-- begin --

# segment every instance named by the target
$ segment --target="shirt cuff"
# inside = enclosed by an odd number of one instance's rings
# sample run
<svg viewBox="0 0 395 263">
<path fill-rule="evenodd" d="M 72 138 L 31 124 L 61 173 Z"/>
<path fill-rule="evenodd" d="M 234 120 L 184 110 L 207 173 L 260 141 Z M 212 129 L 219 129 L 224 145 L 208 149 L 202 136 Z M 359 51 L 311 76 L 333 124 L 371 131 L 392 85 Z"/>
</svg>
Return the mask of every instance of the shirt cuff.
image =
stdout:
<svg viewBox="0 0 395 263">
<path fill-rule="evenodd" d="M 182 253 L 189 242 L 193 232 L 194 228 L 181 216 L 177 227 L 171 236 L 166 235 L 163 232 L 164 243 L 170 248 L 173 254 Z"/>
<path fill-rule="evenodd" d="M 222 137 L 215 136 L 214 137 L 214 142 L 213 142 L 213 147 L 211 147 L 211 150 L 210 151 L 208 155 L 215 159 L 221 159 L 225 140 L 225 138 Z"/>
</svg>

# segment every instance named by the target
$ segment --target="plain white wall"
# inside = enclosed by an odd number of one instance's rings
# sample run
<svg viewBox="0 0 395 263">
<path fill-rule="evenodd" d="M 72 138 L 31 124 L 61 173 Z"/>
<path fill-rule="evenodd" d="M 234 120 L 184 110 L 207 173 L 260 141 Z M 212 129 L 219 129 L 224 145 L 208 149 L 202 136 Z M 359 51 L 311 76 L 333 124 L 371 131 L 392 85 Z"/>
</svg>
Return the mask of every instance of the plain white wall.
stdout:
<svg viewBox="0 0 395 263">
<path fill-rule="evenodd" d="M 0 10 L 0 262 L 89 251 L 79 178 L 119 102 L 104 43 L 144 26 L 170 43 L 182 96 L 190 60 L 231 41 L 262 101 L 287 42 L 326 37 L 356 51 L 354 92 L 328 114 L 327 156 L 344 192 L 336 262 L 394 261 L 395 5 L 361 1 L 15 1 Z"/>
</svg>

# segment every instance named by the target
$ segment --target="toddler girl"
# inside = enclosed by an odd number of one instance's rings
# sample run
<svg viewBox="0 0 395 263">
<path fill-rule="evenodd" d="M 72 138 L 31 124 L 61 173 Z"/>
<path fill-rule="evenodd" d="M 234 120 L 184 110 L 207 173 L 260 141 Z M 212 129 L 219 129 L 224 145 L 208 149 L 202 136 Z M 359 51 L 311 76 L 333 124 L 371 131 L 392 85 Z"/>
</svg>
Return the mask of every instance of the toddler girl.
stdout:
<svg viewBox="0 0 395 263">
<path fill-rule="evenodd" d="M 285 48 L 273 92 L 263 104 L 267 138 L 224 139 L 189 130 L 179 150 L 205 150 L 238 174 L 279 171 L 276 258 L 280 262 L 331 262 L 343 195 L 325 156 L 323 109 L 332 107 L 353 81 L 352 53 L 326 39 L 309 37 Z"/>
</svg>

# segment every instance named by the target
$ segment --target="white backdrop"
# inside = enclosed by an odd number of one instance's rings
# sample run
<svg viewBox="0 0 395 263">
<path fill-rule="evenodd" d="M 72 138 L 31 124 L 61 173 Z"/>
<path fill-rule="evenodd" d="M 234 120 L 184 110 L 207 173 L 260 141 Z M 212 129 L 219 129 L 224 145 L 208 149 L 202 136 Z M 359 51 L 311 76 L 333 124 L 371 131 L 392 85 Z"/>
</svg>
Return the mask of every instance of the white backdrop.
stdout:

-- end --
-- begin --

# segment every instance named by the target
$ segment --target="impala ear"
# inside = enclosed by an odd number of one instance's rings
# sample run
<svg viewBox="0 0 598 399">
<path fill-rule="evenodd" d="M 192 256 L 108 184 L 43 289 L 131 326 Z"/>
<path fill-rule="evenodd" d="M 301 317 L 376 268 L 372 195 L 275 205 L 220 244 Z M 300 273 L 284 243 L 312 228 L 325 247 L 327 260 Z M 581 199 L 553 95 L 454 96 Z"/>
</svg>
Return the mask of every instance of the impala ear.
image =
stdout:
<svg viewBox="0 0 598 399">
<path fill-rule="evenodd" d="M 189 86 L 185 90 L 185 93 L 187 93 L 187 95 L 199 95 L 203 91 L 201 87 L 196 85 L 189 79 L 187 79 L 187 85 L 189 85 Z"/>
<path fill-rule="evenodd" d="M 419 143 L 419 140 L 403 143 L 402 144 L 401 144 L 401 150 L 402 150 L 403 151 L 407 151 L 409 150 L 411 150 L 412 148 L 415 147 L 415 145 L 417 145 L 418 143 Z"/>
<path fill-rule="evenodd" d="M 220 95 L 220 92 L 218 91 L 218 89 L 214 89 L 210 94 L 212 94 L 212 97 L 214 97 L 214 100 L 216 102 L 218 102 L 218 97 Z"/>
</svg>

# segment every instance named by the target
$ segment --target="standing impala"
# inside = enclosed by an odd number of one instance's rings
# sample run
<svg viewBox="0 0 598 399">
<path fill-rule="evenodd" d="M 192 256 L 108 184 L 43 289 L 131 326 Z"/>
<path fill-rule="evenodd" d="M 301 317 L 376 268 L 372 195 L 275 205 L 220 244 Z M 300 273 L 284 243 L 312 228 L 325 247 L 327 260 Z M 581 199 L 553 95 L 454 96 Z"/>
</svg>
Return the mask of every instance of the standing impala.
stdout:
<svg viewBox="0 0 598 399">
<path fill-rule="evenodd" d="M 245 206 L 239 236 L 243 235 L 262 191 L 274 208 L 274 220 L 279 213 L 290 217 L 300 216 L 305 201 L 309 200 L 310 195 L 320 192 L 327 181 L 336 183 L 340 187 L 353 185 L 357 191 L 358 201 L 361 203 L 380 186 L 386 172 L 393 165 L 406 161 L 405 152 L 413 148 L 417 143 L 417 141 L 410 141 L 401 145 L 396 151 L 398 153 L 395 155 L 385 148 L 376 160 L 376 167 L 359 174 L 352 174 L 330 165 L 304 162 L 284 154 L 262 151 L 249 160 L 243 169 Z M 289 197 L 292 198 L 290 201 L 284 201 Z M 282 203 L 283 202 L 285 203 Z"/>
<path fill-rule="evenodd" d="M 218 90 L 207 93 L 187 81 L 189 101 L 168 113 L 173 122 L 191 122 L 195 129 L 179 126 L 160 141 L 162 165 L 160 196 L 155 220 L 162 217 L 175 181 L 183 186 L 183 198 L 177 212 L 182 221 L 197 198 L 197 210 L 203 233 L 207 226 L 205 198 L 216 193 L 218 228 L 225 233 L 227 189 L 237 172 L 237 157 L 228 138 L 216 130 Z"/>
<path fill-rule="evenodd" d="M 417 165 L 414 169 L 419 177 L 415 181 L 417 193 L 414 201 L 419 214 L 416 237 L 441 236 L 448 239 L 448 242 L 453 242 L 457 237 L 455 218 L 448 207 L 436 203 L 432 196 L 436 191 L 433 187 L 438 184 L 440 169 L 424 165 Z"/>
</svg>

-- end --

§ **Exercise requirements**
List every line of the listing above that contains the string "plain", treating uppercase and lowercase as different.

§ **Exercise answer**
$ segment --target="plain white wall"
Return the mask of every instance of the plain white wall.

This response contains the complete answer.